> **TRECHO DE ORIGEM**:
----

2.2 Vínculo Casal (Matrimonial)
Reconhece-se a
tendência do ser humano a organizar sua vida vincular em estruturas, que vão de
uma menor a uma maior estabilidade, segundo os psicanalistas Puget e Berenstein
(1994). Para os mesmos autores os parceiros possuem elementos definitórios, que
permitem referir-se a ele como uma unidade ou estrutura com alto grau de
especificidade. A fim de diferenciar a relação diádica matrimonial de outras
não matrimoniais, necessário se faz, definir parâmetros:
Toda
pessoa disposta a constituir um
vínculo de casal sabe, consciente ou inconscientemente, a partir dos modelos socioculturais, que isto implica certos
elementos constantes e pressupostos que dão sentido ao campo do permitido,
oposto ao do proibido. Por exemplo, o modelo sociocultural prescrito para
casais inclui relações sexuais, as tenham ou não. Os parâmetros definitórios,
embora providos a partir do mundo sociocultural, possuem registros no mundo
psíquico, proveniente do infantil, onde se incorpora o modelo objeto casal,
construção imaginaria constituída por três representações: uma proveniente da
inermidade do sujeito infantil, em relação ao objeto reparador, estrutura relacionada
originária; esta estrutura corresponde ao narcisismo primário, a denominamos de
Objeto Único e dela ocuparemos pormenorizadamente mais adiante. Outra é a
representação de um papai e uma mamãe, dos quais o bebê tem uma posição de
exclusão. A terceira, uma representação social, é a de um contexto
extrafamiliar, que inclui papai, mamãe e bebê, compondo um código e uma serie
de sinais, que se referem à organização da estrutura familiar. (Puget & Berenstein,
1994, p. 6).
A estabilidade
pode ser descrita de duas diferentes maneiras: como vida, com o predomínio de
Eros, onde o ritmo de estabilidade torna-se um sustentáculo para o crescimento
e a abordagem de novas situações; ou como morte, através da predominância de
Tanatos, que se caracterizará como presença marcante de tédio e aborrecimento
na vida do casal.
2.3 Os vínculos
Os parceiros
construirão e manterão uma representação do vínculo, a partir de três
modalidades de contado com o outro, as quais, por pressuposto teórico, todo ser
humano constrói desde seu nascimento. São chamados de nível originário, nível
fantasmático e modalidade ideativa.
O casal
então é, como dissemos na definição, uma estrutura vincular entre duas pessoas,
isto é, uma relação intersubjetiva estável entre um Eu e outro Eu, onde tem
cabimento o mundo intra-subjetivo de cada um, e onde o vínculo, por sua vez,
ocupa uma área diferenciada da estrutura objeta (Puget & Berenstein, 1994.
p. 18).
O nível
originário é o contato que se estabelece com o outro antes da capacitação da
fala, é, portanto, incapaz de ser traduzido em comunicação verbalizada. Sem
esta presença não seria possível o sustentar de nenhum vínculo. Este contato
primariamente estabelecido através das sensações com contato corporal do bebê
com o corpo da mãe (Outro primordial), inscrito indelevelmente no aparelho
psíquico do sujeito e que se expressa através de um composto de
imagem-emoção-sentimento evocado quando o Eu olha, ouve ou sente a presença de
um outro externo. É a partir deste nível o Eu imagina a si próprio relacionado
com um outro, sem solução de continuidade, fundido e desconhecendo os limites
próprios e os dos outros.

----

> **O QUE FAZER**:
A. Segundo o texto sobre o vínculo de casal, quais são as três modalidades de contato com o outro que todo ser humano constrói desde seu nascimento?
B. Transcreva, sem alterações, o trecho do texto sobre o vínculo de casal que começa nas palavras "2.3 Os vínculos" e termina após "e modalidade ideativa.".
C. Prossiga com o texto sobre o vínculo de casal a partir do ponto em que ele termina.
Os dados não têm relação com o texto sobre o vínculo de casal.

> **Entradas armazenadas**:

----

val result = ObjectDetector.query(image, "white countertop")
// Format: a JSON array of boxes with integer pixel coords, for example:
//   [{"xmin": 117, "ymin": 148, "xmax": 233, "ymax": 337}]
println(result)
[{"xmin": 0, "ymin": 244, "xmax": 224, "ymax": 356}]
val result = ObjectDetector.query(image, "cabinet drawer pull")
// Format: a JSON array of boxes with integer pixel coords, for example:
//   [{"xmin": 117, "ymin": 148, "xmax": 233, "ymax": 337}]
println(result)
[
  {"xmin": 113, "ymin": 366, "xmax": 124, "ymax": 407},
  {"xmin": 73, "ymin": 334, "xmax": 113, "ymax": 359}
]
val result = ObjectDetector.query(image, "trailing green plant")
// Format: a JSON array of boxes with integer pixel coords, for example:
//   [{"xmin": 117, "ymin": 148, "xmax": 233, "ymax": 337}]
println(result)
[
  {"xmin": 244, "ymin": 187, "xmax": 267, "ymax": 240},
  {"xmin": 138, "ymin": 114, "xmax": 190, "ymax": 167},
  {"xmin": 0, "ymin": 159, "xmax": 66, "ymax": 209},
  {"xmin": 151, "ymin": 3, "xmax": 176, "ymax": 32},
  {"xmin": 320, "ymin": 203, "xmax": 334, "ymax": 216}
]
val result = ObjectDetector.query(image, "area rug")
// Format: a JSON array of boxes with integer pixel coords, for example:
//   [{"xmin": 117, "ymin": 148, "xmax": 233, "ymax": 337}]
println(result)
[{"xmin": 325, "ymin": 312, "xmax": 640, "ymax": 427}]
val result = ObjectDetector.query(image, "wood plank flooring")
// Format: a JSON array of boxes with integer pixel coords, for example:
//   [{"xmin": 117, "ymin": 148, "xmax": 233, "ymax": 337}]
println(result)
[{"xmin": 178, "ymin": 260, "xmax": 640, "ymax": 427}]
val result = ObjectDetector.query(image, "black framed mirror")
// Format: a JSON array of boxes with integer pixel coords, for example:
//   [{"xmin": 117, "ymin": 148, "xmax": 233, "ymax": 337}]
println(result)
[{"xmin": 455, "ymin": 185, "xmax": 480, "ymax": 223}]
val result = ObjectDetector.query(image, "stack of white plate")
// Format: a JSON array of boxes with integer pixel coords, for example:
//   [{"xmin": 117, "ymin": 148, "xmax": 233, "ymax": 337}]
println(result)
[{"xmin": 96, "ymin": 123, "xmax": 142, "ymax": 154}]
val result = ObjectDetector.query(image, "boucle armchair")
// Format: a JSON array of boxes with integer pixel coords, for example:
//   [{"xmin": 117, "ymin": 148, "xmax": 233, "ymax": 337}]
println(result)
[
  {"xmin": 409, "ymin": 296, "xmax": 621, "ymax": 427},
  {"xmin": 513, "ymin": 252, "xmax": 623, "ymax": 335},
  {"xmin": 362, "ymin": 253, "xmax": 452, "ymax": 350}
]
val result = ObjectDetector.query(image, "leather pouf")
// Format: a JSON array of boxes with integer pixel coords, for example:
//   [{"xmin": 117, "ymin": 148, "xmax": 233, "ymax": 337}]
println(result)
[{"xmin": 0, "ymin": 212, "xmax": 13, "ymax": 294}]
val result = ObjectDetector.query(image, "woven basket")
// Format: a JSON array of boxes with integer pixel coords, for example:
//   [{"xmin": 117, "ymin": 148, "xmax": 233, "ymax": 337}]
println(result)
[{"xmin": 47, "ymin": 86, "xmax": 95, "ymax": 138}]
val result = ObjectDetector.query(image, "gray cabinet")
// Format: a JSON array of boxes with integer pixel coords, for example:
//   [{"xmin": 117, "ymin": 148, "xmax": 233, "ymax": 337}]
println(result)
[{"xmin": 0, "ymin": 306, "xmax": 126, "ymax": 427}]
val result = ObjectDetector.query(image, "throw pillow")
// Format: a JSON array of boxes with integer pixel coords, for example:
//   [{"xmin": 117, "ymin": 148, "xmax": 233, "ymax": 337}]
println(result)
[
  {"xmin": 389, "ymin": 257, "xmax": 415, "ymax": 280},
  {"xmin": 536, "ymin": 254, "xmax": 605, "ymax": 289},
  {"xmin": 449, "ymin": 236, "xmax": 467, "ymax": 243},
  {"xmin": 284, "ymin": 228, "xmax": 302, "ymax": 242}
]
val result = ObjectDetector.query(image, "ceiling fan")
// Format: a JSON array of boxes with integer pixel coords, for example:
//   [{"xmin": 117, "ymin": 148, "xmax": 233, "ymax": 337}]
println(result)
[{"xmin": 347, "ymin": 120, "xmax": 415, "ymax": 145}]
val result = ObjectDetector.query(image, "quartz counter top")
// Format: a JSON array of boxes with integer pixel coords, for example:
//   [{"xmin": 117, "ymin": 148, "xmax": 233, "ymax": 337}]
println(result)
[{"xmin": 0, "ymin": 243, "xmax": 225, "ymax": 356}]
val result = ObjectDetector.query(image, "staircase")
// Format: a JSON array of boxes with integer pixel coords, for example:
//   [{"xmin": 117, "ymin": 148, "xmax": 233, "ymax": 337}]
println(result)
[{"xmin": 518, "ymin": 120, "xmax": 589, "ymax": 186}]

----

> **RESPOSTAS**:
A. Nível originário, nível fantasmático e modalidade ideativa.

B.
2.3 Os vínculos
Os parceiros
construirão e manterão uma representação do vínculo, a partir de três
modalidades de contado com o outro, as quais, por pressuposto teórico, todo ser
humano constrói desde seu nascimento. São chamados de nível originário, nível
fantasmático e modalidade ideativa.

C.
O Nível
fantasmático é uma modalidade vincular quando o Eu reconhece a existência de um
outro Eu. A presença deste outro é marcada por um desejo do que quer que o
outro seja. É uma construção baseada nas fantasias.
A modalidade
ideativa ocorre a partir das palavras intercambiadas entre os parceiros, as quais
estarão sujeitas a serem bem-entendidas ou mal-entendidas.
2.3.1 Vínculo
adesivo
Este vínculo também
chamado de narcisista dual onde predominam fantasias e emoções relacionadas com
o medo de ficar isolado diante da ameaça de separação ou de perda do outro. Sua
expressão é realizada através da fantasia de contato pele a pele, como se
formassem apenas uma. Ocorre uma sensação predominante de solidão objetal, da
qual se defenderão criando um vínculo dual para confirmar sua crença de uma
disponibilidade permanente do outro.
Toda separação
é registrada como falta de contato, evocando vivências de desespero ocorridas
na primeira infância e registradas como inexistentes, ficando a mercê de um
mundo interno hostil e deteriorado.
Com a
finalidade de evitar estas sensações recorrem à censura ou a algum tipo de
atuação que tendam a idealizar quantitativamente os momentos passados
fisicamente juntos ou em contato permanente, por intermédio de ligações
telefônicas ou mesmo com intuições da necessidade de um e de outro. Neste
vínculo um Eu fará o papel de aderido e o outro, de buscador de aderência.
2.3.2 Vínculo
de posse
Como no vínculo
anterior, neste também ocorre a hegemonia do contato corporal e concreto entre
os Eu, a fim de diminuir a distância dos dois sujeitos que compõem o vínculo.
Os papéis representados são o do possuído e o do possessivo, e eles são
realizados com o objetivo de diminuir as angústias do reconhecimento das diferenças.
Neste vínculo
possuído-possessivo, os controles visual e auditivo, são os meios usados para
anular o afastamento. Esta circunstância é o resultado da persistência
de uma modalidade de enamoramento, chamada amor à primeira vista, onde a imagem
visual é priorizada para fugir da sensação de perda. Igualmente, é o produto
de intensos sentimentos de perseguição dessa forma controlados, e mostrando
com isto a não solução da posição esquizoparanóide.
2.3.3 Vínculo de
controle
Este vínculo
parte do princípio pelo qual os parceiros devem ocupar os mesmos lugares,
embora tolere uma maior diferenciação e discriminação entre eles. As angústias
se originam da castração e despedaçamento experimentados pelo Eu. Os papéis desempenhados
são o do controlado e o do controlador.
As angústias
precisam ser controladas através da existência de uma pulsão de domínio,
exercida com o fim de garantir a saída da solidão ou do desamparo, através de
uma ação direta de manipulação do parceiro a fim de garantir o amparo por parte
dele. Isto pode ocorrer de várias formas, o intercambio econômico, por exemplo,
e o das relações sexuais, controlando o próprio prazer e o do outro.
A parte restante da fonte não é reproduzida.